Data extracted from a collection:

══════════════════════════════

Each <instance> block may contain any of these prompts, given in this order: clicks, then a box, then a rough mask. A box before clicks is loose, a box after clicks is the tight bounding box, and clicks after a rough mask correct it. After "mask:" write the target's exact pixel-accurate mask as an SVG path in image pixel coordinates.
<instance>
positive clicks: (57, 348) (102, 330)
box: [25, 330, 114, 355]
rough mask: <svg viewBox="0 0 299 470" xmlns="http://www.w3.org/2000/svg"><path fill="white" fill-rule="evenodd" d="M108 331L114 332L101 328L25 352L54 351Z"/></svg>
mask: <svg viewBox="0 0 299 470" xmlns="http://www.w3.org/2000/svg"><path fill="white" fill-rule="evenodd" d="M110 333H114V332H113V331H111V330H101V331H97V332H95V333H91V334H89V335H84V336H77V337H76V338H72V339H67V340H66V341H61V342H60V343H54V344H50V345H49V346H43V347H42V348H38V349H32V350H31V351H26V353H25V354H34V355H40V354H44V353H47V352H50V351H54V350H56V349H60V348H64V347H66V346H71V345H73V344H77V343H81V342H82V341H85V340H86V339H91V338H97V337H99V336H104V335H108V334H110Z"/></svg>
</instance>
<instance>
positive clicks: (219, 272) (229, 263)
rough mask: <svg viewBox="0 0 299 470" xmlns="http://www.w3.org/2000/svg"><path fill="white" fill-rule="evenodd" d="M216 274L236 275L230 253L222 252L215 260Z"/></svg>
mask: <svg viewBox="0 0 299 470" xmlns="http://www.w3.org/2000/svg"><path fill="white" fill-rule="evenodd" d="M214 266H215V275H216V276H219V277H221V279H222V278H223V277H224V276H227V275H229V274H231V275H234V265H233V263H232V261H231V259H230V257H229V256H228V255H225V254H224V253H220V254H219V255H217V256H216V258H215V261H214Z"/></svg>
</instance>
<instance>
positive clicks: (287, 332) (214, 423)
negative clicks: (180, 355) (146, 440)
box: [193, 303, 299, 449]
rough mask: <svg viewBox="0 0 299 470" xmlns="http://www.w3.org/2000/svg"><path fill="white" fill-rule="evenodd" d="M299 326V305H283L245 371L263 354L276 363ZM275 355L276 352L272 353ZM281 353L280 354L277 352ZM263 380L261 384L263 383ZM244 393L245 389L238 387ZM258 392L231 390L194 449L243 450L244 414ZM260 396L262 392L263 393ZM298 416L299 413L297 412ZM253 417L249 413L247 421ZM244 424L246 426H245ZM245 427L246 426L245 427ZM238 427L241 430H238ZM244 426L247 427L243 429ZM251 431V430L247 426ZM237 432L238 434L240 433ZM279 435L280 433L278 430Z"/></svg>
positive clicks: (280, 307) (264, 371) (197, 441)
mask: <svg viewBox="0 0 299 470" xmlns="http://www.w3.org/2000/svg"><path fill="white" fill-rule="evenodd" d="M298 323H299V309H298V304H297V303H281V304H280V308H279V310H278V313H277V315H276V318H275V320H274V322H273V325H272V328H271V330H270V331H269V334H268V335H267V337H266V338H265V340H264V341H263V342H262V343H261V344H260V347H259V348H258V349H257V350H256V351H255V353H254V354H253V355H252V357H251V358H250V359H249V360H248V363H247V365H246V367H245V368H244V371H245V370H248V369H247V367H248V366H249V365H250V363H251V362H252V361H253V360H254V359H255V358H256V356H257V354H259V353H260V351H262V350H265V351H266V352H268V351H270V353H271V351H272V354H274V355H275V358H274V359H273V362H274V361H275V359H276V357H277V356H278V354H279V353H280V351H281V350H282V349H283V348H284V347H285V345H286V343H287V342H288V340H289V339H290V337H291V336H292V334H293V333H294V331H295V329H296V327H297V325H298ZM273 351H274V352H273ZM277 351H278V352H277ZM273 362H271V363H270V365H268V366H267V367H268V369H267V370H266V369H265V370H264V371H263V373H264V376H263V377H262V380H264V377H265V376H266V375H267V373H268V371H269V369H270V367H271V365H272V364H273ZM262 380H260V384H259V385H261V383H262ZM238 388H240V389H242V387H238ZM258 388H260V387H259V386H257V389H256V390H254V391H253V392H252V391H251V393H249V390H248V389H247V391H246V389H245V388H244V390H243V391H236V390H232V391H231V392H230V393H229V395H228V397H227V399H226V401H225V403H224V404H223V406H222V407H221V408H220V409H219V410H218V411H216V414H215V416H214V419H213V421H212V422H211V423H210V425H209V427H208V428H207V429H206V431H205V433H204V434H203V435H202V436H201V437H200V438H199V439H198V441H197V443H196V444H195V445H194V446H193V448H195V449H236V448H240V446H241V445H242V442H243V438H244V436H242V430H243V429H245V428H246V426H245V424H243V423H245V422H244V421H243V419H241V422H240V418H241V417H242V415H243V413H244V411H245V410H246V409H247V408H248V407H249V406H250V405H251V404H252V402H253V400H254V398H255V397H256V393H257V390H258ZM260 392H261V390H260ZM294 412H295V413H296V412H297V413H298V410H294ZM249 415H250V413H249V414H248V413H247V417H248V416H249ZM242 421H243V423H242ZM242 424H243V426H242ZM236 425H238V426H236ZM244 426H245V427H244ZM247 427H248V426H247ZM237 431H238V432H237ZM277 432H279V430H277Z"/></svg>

══════════════════════════════

■ **TASK BRIEF**:
Each of the entries above is to be repeated exactly.

■ **EXPECTED ANSWER**:
Each <instance> block may contain any of these prompts, given in this order: clicks, then a box, then a rough mask. A box before clicks is loose, a box after clicks is the tight bounding box, and clicks after a rough mask correct it. After "mask:" write the target's exact pixel-accurate mask as an SVG path in image pixel coordinates.
<instance>
positive clicks: (57, 348) (102, 330)
box: [25, 330, 114, 355]
rough mask: <svg viewBox="0 0 299 470" xmlns="http://www.w3.org/2000/svg"><path fill="white" fill-rule="evenodd" d="M108 331L114 332L101 328L25 352L54 351Z"/></svg>
mask: <svg viewBox="0 0 299 470" xmlns="http://www.w3.org/2000/svg"><path fill="white" fill-rule="evenodd" d="M110 333H114V332H113V331H111V330H101V331H97V332H95V333H91V334H89V335H84V336H77V337H76V338H72V339H67V340H66V341H61V342H60V343H54V344H50V345H49V346H43V347H42V348H38V349H32V350H31V351H26V353H25V354H34V355H40V354H44V353H47V352H50V351H54V350H56V349H60V348H64V347H66V346H71V345H73V344H77V343H81V342H82V341H85V340H86V339H91V338H97V337H99V336H104V335H108V334H110Z"/></svg>
</instance>
<instance>
positive clicks: (219, 272) (229, 263)
rough mask: <svg viewBox="0 0 299 470" xmlns="http://www.w3.org/2000/svg"><path fill="white" fill-rule="evenodd" d="M216 274L236 275L230 253L222 252L215 260Z"/></svg>
mask: <svg viewBox="0 0 299 470" xmlns="http://www.w3.org/2000/svg"><path fill="white" fill-rule="evenodd" d="M214 266H215V275H216V276H219V277H221V279H222V278H223V277H224V276H227V275H229V274H231V275H234V265H233V263H232V261H231V259H230V257H229V256H228V255H225V254H224V253H220V254H219V255H217V256H216V258H215V261H214Z"/></svg>
</instance>
<instance>
positive clicks: (287, 332) (214, 423)
negative clicks: (180, 355) (146, 440)
box: [193, 303, 299, 449]
rough mask: <svg viewBox="0 0 299 470" xmlns="http://www.w3.org/2000/svg"><path fill="white" fill-rule="evenodd" d="M299 326V305H283L245 371L263 354L276 363ZM275 355L276 352L272 353ZM281 353L280 354L277 352ZM263 380L261 384L263 383ZM244 393L245 389L238 387ZM258 392L231 390L194 449L243 450L244 414ZM260 396L262 392L263 393ZM298 416L299 413L297 412ZM253 417L249 413L247 421ZM244 424L246 426H245ZM245 427L246 426L245 427ZM238 427L241 430H238ZM244 426L247 427L243 429ZM251 431V430L247 426ZM237 432L238 434L240 433ZM279 435L280 433L278 430Z"/></svg>
positive clicks: (280, 307) (264, 371) (197, 441)
mask: <svg viewBox="0 0 299 470" xmlns="http://www.w3.org/2000/svg"><path fill="white" fill-rule="evenodd" d="M298 323H299V309H298V304H297V303H281V304H280V308H279V310H278V313H277V315H276V318H275V320H274V322H273V325H272V328H271V330H270V331H269V334H268V335H267V337H266V338H265V340H264V341H263V342H262V343H261V344H260V347H259V348H258V349H257V350H256V351H255V353H254V354H253V355H252V357H251V358H250V359H249V360H248V363H247V365H246V367H245V368H244V371H245V370H248V369H247V367H248V366H249V365H250V363H251V362H252V361H253V360H254V359H255V358H256V356H257V354H259V353H260V351H262V350H265V351H266V352H268V351H270V353H271V351H272V354H274V355H275V358H274V359H273V362H274V361H275V359H276V357H277V356H278V354H279V353H280V351H281V350H282V349H283V348H284V347H285V345H286V343H287V342H288V340H289V339H290V337H291V336H292V334H293V333H294V331H295V329H296V327H297V325H298ZM273 351H274V352H273ZM277 351H278V352H277ZM273 362H271V363H270V365H268V366H267V367H268V369H267V370H266V369H265V370H264V371H263V373H264V376H263V377H262V380H264V377H265V376H266V375H267V373H268V371H269V369H270V367H271V365H272V364H273ZM262 380H260V384H259V385H261V383H262ZM238 388H240V389H242V387H238ZM258 388H260V387H259V386H257V389H256V390H254V391H253V392H252V391H251V393H249V390H248V389H247V391H246V389H245V388H244V390H243V391H236V390H232V391H231V392H230V393H229V395H228V397H227V399H226V401H225V403H224V404H223V406H222V407H221V408H220V409H219V410H218V411H216V414H215V416H214V419H213V421H212V422H211V423H210V425H209V427H208V428H207V429H206V431H205V433H204V434H203V435H202V436H201V437H200V438H199V439H198V441H197V443H196V444H195V445H194V446H193V448H195V449H236V448H240V446H241V445H242V442H243V438H244V436H242V430H243V429H245V428H246V426H245V424H243V423H245V422H244V421H243V419H241V422H240V418H241V417H242V415H243V413H244V411H245V410H246V409H247V408H248V407H249V406H250V405H251V404H252V402H253V400H254V398H255V397H256V393H257V390H258ZM260 392H261V390H260ZM294 412H295V413H296V412H297V413H298V410H294ZM249 415H250V413H249V414H248V413H247V417H248V416H249ZM242 421H243V423H242ZM242 424H243V426H242ZM236 425H238V426H236ZM244 426H245V427H244ZM247 427H248V426H247ZM237 431H238V432H237ZM277 432H279V430H277Z"/></svg>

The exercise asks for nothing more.